▸ Available data:
========

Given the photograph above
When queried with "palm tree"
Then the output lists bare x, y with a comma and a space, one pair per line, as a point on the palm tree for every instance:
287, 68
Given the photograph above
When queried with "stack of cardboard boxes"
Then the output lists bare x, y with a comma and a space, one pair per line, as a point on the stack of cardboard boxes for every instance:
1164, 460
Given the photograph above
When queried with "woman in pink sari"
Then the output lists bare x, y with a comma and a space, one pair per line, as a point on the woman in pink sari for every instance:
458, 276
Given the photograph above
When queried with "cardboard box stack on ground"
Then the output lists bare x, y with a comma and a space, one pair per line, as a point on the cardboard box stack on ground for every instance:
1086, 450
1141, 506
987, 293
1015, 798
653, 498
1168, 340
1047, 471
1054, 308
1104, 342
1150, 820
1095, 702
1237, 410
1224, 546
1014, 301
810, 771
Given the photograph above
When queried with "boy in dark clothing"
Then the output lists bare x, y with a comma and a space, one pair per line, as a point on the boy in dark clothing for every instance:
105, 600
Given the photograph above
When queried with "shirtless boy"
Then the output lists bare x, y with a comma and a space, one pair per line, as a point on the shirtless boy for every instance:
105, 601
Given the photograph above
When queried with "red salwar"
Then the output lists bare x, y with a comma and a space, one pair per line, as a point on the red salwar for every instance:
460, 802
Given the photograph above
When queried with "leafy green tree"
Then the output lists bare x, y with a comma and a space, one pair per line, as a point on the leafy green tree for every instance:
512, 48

========

▸ Work order: The whole listing is to be transcribed exactly.

▸ Response:
Given the photograph above
When queried with "palm tree"
Then the output lists bare x, y with a comma and a space, one pair per line, as a point on the palm tree for every instance:
287, 68
Given the photograph above
When queried with "stack of cardboard boxes"
Then the output lists bare x, y with a comma and a space, one pair per line, as a point on the stack of cardboard boxes for every instance:
1164, 460
Given the photograph above
When queried with "woman in pink sari"
Then the output lists bare x, y with a comma and a space, one pair per line, as a point on the woman in pink sari for every instance:
458, 276
Given the photograph above
When queried with "cardboard box stack on ground"
Then the output lists bare x, y with a comma and a space, one pair per line, as a point on the cardboard box stack on ground for every instance:
1086, 450
1141, 506
987, 293
1015, 798
653, 498
1168, 340
1047, 471
1054, 308
1104, 342
1150, 820
1095, 702
1237, 410
1224, 546
1014, 301
810, 771
Given the photograph above
When queried with "boy in dark clothing"
Then the output lists bare x, y with a comma and a space, one pair per line, as a point on the boy in dark clothing for every instance:
105, 600
Given the photograph above
When queried with "shirtless boy"
Then the output lists bare x, y with a comma and a space, one pair per line, as a point on the shirtless boy for every instance:
105, 601
Given the photograph above
When queried with "red salwar"
Then the output lists bare x, y with a comma and a space, one pair per line, as a point on the red salwar for every instance:
460, 802
Given the photograph above
When queried with "leafy green tree"
Then the output lists bare x, y with a comma and a space, one pair per line, as a point on the leafy green tree for every instance:
512, 48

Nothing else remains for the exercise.